Show every row below that contains the string "light". Case counts.
-- begin The input --
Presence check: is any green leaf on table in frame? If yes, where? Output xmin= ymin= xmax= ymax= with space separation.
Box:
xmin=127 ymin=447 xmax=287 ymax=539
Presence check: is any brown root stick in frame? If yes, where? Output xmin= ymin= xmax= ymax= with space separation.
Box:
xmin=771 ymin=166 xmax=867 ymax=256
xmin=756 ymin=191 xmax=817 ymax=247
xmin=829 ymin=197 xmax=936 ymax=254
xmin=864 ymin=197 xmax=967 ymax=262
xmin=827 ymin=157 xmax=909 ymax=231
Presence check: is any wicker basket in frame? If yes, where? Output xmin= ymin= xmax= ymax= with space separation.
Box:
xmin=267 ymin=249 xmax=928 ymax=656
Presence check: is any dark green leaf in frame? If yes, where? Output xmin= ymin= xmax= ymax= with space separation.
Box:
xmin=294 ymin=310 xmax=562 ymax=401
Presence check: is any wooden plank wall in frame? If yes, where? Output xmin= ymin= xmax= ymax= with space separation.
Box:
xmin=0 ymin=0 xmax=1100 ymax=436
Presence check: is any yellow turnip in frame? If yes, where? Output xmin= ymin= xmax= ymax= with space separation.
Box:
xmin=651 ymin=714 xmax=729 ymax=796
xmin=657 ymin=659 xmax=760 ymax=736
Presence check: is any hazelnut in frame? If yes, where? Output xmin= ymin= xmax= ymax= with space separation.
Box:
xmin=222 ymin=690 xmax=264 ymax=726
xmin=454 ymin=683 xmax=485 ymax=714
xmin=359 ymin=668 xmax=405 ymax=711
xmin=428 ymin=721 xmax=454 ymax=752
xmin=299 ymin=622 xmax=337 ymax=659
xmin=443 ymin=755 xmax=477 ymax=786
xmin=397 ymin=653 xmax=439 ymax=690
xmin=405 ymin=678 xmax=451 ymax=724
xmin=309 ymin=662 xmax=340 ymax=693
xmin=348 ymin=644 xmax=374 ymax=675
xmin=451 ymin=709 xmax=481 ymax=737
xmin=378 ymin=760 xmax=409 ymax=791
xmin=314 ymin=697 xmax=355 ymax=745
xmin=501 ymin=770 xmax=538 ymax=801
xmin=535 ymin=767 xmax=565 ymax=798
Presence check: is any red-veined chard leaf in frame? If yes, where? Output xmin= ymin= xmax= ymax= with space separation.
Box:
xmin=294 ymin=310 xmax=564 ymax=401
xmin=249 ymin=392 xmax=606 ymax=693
-- end The input --
-- begin The input --
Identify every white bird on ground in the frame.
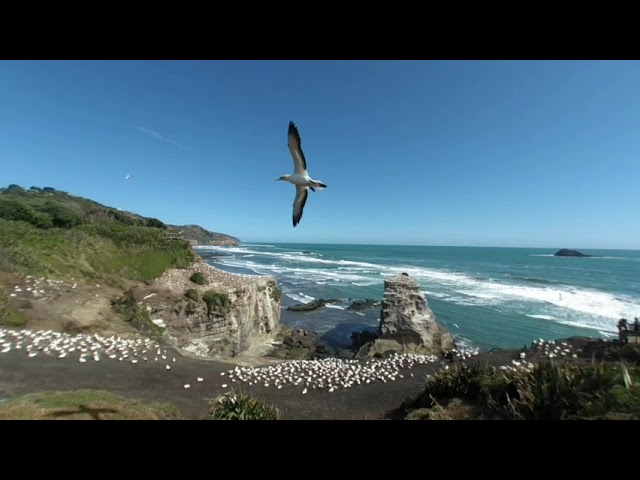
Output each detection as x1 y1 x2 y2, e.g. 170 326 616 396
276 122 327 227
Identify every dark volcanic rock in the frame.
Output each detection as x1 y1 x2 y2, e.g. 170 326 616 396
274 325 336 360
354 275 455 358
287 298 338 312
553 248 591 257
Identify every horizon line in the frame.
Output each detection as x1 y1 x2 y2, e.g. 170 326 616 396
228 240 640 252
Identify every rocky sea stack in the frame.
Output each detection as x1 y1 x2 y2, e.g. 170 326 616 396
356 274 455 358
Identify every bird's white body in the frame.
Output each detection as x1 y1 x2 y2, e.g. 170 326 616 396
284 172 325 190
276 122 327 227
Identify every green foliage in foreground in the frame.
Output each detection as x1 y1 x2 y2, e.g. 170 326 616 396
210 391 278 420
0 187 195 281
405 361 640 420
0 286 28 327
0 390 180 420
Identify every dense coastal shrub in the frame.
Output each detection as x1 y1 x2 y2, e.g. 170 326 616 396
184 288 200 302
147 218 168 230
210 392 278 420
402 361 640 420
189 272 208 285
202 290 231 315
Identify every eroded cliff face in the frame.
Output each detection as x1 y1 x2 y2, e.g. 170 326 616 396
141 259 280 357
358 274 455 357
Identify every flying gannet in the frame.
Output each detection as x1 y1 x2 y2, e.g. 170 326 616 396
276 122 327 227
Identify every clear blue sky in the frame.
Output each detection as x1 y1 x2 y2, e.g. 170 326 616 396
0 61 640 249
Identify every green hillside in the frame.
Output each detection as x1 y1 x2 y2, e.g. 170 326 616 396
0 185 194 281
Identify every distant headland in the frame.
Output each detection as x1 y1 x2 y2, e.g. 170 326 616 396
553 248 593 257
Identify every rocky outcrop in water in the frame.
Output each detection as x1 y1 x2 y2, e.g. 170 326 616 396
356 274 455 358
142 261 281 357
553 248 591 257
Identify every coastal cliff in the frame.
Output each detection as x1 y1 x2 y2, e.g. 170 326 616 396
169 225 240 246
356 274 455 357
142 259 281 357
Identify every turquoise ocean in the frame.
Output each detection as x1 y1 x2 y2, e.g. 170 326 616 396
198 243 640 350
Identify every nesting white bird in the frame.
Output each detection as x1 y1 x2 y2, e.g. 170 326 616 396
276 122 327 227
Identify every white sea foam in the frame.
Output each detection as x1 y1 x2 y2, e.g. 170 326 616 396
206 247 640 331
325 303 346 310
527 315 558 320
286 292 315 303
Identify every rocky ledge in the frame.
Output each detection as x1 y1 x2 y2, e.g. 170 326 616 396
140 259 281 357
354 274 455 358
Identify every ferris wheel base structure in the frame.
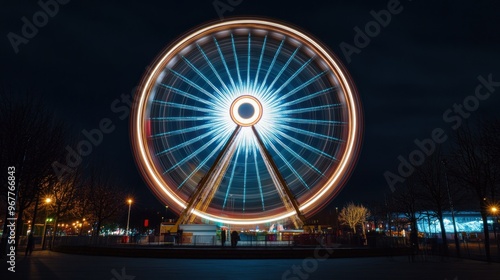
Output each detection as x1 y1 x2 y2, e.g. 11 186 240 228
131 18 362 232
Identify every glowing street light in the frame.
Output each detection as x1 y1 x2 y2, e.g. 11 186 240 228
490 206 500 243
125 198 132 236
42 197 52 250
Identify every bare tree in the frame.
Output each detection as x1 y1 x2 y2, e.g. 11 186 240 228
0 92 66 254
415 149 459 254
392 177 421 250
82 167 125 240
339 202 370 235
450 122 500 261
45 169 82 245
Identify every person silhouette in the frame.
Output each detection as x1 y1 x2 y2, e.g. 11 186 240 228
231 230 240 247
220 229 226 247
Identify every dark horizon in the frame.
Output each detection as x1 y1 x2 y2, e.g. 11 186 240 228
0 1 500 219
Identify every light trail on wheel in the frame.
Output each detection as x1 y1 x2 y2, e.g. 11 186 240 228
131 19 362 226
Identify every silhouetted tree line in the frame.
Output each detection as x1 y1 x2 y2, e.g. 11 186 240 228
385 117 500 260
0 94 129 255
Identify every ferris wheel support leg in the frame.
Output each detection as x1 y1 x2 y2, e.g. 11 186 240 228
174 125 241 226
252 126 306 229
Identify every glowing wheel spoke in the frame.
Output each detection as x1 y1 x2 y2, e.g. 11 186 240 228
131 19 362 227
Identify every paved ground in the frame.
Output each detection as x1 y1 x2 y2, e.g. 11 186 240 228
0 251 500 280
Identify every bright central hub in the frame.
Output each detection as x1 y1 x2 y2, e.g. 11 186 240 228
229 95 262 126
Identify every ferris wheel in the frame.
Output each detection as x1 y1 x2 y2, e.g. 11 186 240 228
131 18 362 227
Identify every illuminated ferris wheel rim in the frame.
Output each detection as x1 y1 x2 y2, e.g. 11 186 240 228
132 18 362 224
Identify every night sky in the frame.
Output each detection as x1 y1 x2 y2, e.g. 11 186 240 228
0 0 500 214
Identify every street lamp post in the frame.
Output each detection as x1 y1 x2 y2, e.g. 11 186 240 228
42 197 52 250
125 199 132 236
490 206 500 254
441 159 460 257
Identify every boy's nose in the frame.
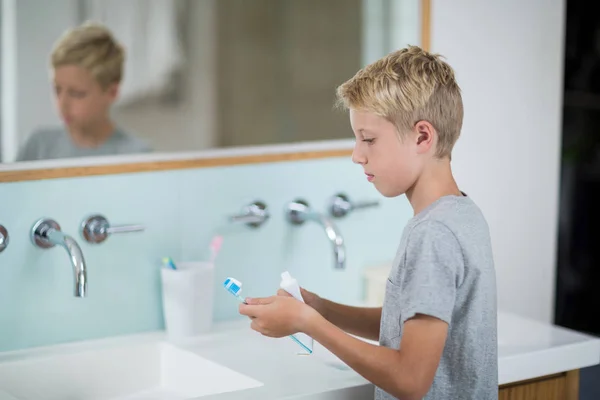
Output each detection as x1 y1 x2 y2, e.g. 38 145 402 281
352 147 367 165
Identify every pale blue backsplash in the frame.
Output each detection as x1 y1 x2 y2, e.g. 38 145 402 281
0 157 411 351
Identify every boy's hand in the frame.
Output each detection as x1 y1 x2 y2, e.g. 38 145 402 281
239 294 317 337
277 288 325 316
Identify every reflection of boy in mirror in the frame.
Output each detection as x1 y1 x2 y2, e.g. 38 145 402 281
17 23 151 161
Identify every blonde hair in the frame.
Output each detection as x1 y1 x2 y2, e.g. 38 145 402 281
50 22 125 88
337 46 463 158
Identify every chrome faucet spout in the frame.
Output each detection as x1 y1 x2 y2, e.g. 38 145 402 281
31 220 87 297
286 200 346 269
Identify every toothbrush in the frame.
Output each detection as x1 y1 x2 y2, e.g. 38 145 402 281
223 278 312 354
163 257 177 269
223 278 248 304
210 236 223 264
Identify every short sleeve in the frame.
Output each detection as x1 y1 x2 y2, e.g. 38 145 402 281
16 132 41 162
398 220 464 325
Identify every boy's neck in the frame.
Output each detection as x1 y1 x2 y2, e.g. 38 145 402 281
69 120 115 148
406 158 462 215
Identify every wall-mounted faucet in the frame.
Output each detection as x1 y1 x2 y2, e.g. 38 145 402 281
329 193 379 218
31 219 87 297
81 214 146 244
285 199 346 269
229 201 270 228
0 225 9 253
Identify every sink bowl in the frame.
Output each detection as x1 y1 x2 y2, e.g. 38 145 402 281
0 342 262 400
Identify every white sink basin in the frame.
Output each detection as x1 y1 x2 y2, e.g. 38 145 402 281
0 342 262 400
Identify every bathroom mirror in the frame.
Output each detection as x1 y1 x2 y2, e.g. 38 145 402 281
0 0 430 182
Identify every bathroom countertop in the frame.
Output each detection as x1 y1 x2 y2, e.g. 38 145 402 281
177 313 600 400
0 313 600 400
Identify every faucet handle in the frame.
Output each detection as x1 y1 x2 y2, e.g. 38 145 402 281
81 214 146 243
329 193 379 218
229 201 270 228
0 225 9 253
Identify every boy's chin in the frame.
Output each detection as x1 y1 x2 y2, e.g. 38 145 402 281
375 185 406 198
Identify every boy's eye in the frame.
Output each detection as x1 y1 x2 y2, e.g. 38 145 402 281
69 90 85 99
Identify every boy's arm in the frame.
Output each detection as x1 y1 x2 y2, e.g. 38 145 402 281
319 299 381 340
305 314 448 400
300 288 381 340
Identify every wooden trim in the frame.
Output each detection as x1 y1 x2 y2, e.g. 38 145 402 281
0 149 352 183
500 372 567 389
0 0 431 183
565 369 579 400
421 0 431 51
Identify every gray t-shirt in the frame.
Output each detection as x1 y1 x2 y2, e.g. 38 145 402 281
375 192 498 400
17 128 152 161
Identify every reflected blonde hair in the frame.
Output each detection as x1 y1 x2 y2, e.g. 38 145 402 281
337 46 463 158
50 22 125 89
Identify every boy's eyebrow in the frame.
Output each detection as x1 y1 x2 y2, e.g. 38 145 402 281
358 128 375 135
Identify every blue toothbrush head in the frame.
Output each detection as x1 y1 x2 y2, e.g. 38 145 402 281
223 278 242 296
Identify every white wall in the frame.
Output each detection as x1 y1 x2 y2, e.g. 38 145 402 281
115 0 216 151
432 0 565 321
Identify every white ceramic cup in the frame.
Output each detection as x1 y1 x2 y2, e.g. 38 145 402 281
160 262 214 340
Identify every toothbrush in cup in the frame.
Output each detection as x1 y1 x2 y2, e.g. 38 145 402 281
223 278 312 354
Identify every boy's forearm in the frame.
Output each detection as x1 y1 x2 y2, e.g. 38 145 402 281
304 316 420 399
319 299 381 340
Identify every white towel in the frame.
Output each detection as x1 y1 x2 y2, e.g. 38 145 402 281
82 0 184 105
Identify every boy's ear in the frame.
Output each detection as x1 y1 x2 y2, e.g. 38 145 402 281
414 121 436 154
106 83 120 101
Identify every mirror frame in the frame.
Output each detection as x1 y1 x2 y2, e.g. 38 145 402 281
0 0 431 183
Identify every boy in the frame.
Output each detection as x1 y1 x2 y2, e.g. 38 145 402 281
-- end The input --
> **Task answer**:
Identify every glowing street light in the frame.
Identify every light trail on wheel in the frame.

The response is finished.